Problems to solve:
(1) In the path_text excerpt, why is the debossed text in Example 4 one unit deep?
(2) Revise the path_text excerpt, reproducing everything from "Example 4: text" down to "overlap the object." with "cylinder" replaced by "tube".

Begin Source excerpt

Example 3: If we want text that reads from the other side we can use reverse. Note we have to reverse the direction of the path and also set the reverse option.

include <BOSL2/std.scad>
path = reverse(path3d(arc(100, r=25, angle=[65, 190])));
color("red")stroke(path, width=.3);
path_text(path, "Example text", font="Liberation Mono", size=5, lettersize = 5/1.2, reverse=true);

Example 4: text debossed onto a cylinder in a spiral. The text is 1 unit deep because it is half in, half out.

include <BOSL2/std.scad>
text = ("A long text example to wrap around a cylinder, possibly for a few times.");
L = 5*len(text);
maxang = 360*L/(PI*50);
spiral = [for(a=[0:1:maxang]) [25*cos(a), 25*sin(a), 10-30/maxang*a]];
difference(){
  cyl(d=50, l=50, $fn=120);
  path_text(spiral, text, size=5, lettersize=5/1.2, font="Liberation Mono", thickness=2);
}

Example 5: Same example but text embossed. Make sure you have enough depth for the letters to fully overlap the object.

include <BOSL2/std.scad>
text = ("A long text example to wrap around a cylinder, possibly for a few times.");
L = 5*len(text);
maxang = 360*L/(PI*50);
spiral = [for(a=[0:1:maxang]) [25*cos(a), 25*sin(a), 10-30/maxang*a]];
cyl(d=50, l=50, $fn=120);
path_text(spiral, text, size=5, lettersize=5/1.2, font="Liberation Mono", thickness=2);

Example 6: Here the text baseline sits on the path. (Note the default orientation makes text readable from below, so we specify the normal.)

End Source excerpt
Begin Rows

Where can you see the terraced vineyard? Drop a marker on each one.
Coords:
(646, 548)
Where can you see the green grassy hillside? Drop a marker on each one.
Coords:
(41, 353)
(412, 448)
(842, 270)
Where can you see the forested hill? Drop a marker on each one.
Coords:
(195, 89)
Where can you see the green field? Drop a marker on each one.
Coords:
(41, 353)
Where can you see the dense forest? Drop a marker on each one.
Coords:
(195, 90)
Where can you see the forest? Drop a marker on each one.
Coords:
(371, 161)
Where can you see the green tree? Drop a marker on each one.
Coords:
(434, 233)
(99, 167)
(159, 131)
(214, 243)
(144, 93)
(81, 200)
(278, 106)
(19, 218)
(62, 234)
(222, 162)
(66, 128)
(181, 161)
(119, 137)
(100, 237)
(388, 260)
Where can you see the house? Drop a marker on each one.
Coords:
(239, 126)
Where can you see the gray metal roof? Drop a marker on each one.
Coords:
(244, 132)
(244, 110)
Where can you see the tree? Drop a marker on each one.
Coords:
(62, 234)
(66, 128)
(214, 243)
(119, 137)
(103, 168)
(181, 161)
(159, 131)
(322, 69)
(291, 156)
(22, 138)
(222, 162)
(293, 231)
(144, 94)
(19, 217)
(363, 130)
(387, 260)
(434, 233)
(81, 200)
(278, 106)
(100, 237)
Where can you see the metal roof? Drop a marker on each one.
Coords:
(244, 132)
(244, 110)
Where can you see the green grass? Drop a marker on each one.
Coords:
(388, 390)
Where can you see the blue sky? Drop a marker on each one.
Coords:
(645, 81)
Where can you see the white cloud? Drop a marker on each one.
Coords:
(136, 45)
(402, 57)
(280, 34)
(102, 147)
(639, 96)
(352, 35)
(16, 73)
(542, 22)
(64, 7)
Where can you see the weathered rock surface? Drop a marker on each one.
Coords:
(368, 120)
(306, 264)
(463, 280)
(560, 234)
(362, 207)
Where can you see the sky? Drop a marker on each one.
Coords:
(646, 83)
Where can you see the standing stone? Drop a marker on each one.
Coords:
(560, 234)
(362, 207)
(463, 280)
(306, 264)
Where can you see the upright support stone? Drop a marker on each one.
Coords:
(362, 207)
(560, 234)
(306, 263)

End Rows

Solution set:
(1) Because it is half in and half out.

(2)
Example 4: text debossed onto a tube in a spiral. The text is 1 unit deep because it is half in, half out.

include <BOSL2/std.scad>
text = ("A long text example to wrap around a tube, possibly for a few times.");
L = 5*len(text);
maxang = 360*L/(PI*50);
spiral = [for(a=[0:1:maxang]) [25*cos(a), 25*sin(a), 10-30/maxang*a]];
difference(){
  cyl(d=50, l=50, $fn=120);
  path_text(spiral, text, size=5, lettersize=5/1.2, font="Liberation Mono", thickness=2);
}

Example 5: Same example but text embossed. Make sure you have enough depth for the letters to fully overlap the object.